Retype every line from the top of the entries down to the one with "Would you be so kind as to mark the cinder", both included, and skip the pictures.

===

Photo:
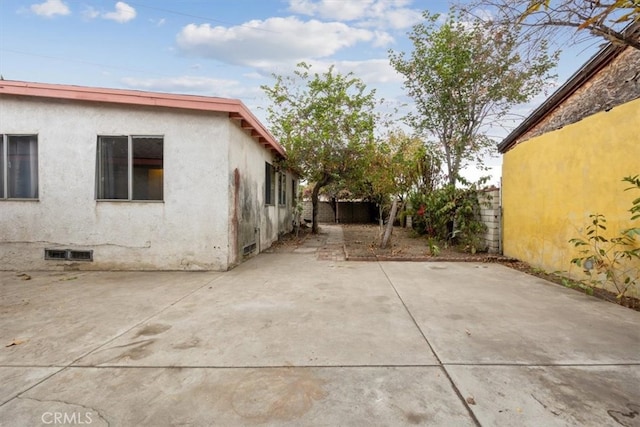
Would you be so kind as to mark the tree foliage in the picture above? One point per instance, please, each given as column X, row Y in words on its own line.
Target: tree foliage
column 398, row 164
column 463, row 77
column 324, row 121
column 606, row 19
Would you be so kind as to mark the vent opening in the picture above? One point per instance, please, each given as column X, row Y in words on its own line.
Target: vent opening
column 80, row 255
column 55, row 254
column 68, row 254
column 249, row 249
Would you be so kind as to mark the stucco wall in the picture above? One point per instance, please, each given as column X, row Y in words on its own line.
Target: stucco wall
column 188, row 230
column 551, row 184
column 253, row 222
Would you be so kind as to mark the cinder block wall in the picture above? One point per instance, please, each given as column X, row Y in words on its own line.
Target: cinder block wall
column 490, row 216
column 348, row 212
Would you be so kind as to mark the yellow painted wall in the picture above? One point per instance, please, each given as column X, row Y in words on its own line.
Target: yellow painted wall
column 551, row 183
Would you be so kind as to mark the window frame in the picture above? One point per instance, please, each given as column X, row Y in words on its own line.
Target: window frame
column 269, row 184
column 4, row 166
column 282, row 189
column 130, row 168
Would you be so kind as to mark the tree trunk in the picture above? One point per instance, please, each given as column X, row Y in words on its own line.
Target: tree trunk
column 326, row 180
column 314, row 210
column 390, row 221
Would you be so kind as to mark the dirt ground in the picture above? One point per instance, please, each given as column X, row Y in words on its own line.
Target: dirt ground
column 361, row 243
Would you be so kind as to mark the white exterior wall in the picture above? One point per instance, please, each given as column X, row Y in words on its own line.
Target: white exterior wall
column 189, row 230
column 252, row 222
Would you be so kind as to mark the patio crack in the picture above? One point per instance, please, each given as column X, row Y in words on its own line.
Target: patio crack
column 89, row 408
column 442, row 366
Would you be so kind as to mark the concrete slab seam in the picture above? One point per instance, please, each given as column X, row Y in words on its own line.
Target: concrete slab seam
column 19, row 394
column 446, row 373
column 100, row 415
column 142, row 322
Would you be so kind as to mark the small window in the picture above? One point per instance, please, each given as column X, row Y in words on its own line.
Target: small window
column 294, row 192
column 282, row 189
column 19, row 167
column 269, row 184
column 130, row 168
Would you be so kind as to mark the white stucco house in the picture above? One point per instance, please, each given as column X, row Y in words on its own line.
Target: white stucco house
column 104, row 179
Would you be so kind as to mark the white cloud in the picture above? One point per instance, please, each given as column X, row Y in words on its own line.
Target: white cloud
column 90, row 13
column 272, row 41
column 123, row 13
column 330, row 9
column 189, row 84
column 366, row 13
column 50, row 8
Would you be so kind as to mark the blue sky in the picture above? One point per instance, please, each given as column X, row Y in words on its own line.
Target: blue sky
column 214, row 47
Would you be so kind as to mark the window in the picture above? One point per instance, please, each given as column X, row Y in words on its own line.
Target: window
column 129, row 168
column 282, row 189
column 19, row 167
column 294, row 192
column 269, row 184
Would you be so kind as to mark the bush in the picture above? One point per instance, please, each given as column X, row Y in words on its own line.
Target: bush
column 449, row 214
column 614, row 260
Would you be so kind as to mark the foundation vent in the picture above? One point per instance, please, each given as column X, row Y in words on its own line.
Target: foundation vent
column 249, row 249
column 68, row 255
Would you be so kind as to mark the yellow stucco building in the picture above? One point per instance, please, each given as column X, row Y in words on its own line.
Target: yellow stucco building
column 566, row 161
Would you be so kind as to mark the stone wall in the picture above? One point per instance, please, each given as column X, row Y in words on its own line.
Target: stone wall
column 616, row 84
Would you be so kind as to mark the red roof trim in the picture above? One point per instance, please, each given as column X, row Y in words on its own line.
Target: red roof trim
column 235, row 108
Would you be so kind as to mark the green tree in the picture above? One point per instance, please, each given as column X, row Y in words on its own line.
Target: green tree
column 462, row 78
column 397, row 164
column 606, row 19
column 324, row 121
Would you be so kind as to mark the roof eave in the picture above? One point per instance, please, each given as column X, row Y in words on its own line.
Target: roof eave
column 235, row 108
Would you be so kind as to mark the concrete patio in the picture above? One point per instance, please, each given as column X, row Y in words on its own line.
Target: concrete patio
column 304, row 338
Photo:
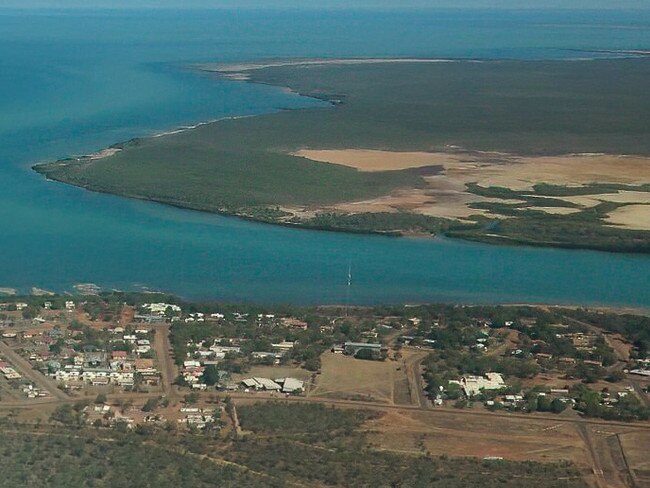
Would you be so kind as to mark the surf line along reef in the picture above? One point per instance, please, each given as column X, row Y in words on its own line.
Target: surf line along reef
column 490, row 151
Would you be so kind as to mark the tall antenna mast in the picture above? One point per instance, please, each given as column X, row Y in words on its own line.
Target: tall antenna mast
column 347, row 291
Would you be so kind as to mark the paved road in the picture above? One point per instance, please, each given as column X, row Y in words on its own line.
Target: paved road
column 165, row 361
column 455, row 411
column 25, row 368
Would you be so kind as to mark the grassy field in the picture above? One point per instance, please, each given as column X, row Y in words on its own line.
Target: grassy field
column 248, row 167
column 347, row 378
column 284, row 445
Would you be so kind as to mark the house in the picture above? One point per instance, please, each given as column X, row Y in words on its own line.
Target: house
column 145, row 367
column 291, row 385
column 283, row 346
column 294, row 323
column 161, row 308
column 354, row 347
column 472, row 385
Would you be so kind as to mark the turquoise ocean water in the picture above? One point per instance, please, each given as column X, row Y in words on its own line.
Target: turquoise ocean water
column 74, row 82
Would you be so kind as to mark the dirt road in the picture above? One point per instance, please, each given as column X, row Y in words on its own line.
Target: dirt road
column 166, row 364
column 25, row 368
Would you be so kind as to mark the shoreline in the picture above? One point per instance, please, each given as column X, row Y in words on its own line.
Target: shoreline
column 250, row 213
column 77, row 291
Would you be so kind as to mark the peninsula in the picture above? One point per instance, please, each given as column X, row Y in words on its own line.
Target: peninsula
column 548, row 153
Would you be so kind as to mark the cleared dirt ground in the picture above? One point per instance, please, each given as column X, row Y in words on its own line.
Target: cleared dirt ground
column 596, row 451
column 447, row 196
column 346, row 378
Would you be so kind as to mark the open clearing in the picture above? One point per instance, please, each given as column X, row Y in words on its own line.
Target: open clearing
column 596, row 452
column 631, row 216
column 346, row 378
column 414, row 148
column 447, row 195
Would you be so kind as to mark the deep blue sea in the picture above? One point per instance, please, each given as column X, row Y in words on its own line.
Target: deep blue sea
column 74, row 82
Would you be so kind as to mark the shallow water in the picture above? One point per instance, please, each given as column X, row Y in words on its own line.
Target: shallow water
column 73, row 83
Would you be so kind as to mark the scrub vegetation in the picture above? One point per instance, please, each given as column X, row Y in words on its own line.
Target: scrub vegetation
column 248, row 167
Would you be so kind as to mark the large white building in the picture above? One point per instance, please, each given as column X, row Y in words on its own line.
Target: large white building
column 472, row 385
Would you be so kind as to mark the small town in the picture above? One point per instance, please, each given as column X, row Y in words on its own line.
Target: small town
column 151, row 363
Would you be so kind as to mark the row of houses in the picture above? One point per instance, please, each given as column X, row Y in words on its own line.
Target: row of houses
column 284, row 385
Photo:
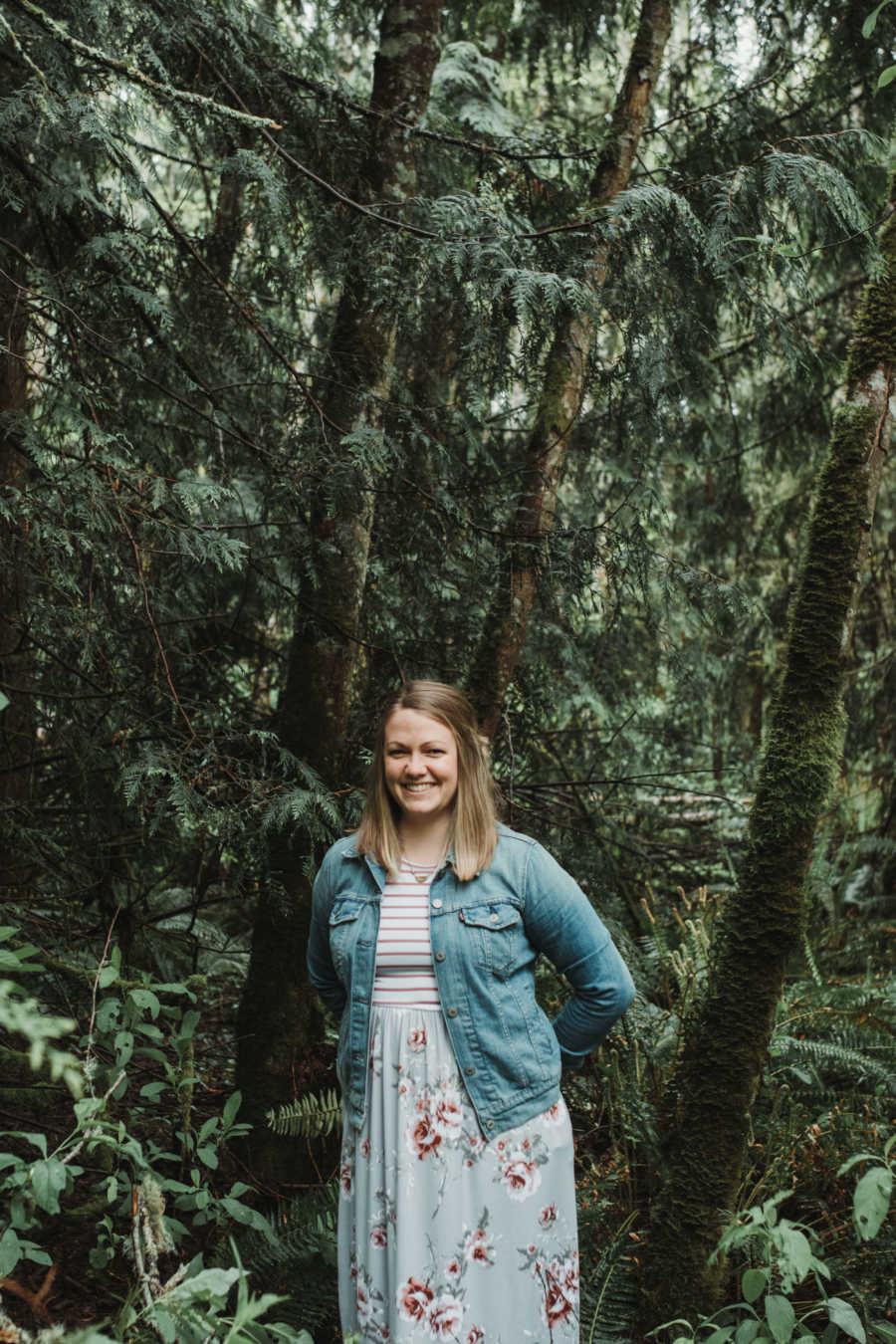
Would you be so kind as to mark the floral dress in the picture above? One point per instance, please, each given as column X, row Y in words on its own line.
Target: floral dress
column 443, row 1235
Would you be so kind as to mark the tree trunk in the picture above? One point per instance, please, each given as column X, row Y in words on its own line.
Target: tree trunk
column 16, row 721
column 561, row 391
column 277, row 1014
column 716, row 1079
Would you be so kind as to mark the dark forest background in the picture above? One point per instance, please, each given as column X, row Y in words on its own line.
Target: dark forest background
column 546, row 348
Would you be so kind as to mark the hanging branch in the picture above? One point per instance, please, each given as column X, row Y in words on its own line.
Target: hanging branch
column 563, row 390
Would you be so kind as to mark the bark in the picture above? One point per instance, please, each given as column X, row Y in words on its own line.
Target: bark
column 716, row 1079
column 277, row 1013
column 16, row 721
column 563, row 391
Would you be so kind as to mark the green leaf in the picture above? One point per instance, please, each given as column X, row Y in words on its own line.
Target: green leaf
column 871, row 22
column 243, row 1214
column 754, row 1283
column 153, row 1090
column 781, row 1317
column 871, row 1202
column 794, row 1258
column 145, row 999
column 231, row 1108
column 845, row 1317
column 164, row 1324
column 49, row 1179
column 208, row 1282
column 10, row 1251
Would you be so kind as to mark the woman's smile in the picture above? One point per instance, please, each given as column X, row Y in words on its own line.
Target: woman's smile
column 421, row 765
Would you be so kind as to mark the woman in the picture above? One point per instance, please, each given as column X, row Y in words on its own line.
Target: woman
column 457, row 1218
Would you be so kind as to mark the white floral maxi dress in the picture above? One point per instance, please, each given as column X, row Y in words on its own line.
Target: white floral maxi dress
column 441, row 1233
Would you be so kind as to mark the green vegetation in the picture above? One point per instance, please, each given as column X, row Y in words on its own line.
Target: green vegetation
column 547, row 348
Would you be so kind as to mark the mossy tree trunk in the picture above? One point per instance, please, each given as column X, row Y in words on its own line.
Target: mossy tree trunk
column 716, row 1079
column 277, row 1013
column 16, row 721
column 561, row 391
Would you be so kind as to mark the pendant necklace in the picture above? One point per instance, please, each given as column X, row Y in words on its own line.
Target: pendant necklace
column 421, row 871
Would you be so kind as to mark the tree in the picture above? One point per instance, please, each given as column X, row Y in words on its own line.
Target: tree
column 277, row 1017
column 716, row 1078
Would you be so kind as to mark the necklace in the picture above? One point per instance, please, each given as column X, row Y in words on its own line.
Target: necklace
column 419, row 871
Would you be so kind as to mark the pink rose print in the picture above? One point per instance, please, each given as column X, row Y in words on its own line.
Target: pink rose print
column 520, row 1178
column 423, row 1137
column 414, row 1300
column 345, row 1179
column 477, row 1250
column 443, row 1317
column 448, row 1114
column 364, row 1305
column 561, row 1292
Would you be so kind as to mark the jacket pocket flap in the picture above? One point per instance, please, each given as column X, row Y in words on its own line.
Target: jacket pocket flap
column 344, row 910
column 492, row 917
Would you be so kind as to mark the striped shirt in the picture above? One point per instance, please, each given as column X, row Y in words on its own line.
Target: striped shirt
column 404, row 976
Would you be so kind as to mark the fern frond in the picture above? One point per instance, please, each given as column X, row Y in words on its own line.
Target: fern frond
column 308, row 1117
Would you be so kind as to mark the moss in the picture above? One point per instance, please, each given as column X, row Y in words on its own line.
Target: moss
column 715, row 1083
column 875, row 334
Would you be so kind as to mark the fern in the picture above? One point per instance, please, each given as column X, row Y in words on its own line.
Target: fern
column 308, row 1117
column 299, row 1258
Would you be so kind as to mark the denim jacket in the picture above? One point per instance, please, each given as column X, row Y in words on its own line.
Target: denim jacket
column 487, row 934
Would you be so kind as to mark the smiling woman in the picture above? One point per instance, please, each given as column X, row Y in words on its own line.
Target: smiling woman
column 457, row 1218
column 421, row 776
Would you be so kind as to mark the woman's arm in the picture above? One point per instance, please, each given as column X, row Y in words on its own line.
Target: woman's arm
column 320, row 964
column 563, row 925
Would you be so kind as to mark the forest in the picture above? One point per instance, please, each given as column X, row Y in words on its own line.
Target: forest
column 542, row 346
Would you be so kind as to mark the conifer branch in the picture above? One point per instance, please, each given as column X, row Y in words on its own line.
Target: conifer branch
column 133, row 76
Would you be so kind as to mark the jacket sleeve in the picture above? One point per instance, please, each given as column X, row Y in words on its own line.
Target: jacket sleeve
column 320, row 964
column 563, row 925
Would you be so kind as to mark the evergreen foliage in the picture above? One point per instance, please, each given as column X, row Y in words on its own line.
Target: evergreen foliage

===

- _Result of the task_
Photo:
Would you be so kind as to mark the tree foliage in the picture above? One point per instance, please, each given as column X, row Y in words on its own line.
Target: tree foliage
column 398, row 164
column 463, row 77
column 324, row 121
column 606, row 19
Would you be so kind as to mark the vent opening in the picture above? One point per instance, please, each given as column X, row Y in words on its own line.
Target: vent opening
column 80, row 255
column 55, row 254
column 68, row 254
column 249, row 249
Would you be so kind as to mark the stucco wall in the picture above? One point per instance, please, each given as column X, row Y in words on its own line.
Target: stucco wall
column 188, row 230
column 551, row 184
column 253, row 222
Would you be so kind as to mark the cinder block wall in the picture above? One point per instance, please, each given as column X, row Y in words on its own line.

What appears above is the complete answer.